[Provided text — start]

More than 100 hurt in Senegal clashes

2011-06-24 20:40

Dakar - Clashes that prompted President Abdoulaye Wade to back down on electoral law changes left more than 100 people wounded, police said on Friday, after Senegal's biggest protests in more than 10 years.

The violence erupted on Thursday as parliament examined the proposed revisions, with two people shot and a key rights activist pelted with stones, leading Human Rights Watch to warn of signs of "increasing repression".

"We have registered 102 wounded including 13 policemen over the day yesterday. Apart from two demonstrators who were shot, the others are slightly wounded," a police official told AFP.

He did not make clear who had opened fire.

Riot police fired tear gas and water cannons to disperse the thousands of protesters, some hurling stones, who gathered outside the parliament building for the debate.


The proposed changes, made public eight months ahead of the next presidential election, were condemned by the normally fractured opposition, civil society, rights groups and even deputies from the ruling party.

It would have introduced a vice president on the presidential ticket and dropped to 25% from 50% the number of votes needed for a first round victory.

[Provided text — finish]
[Excerpted records — start]

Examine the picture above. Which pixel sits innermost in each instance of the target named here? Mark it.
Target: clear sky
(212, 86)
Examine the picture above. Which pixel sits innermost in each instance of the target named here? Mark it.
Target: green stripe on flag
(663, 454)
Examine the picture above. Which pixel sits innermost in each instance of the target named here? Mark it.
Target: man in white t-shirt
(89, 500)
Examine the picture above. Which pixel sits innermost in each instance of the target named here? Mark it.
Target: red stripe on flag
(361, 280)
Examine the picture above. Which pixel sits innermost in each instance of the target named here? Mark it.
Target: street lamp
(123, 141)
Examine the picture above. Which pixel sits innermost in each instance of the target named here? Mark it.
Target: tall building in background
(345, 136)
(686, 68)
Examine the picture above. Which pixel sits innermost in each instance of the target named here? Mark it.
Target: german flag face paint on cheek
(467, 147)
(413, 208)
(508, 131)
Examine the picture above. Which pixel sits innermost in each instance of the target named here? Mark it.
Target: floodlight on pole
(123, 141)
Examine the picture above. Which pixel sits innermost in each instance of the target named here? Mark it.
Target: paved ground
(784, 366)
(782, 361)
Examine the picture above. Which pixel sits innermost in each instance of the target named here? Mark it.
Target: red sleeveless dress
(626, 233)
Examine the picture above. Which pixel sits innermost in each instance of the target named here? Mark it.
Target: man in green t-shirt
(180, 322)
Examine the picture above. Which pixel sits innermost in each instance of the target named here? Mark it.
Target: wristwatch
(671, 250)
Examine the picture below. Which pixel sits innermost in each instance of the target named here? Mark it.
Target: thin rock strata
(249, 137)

[Excerpted records — finish]

> **What you are asked to do**: Restate the paragraph of the report on the Senegal clashes that begins "The proposed changes, made public" as a short bulleted list that keeps its main facts. The lines above were taken from a separate source.

> **Written solution**:
- The proposed changes were made public eight months before the next presidential election.
- The normally fractured opposition, civil society, rights groups, and even deputies from the ruling party condemned them.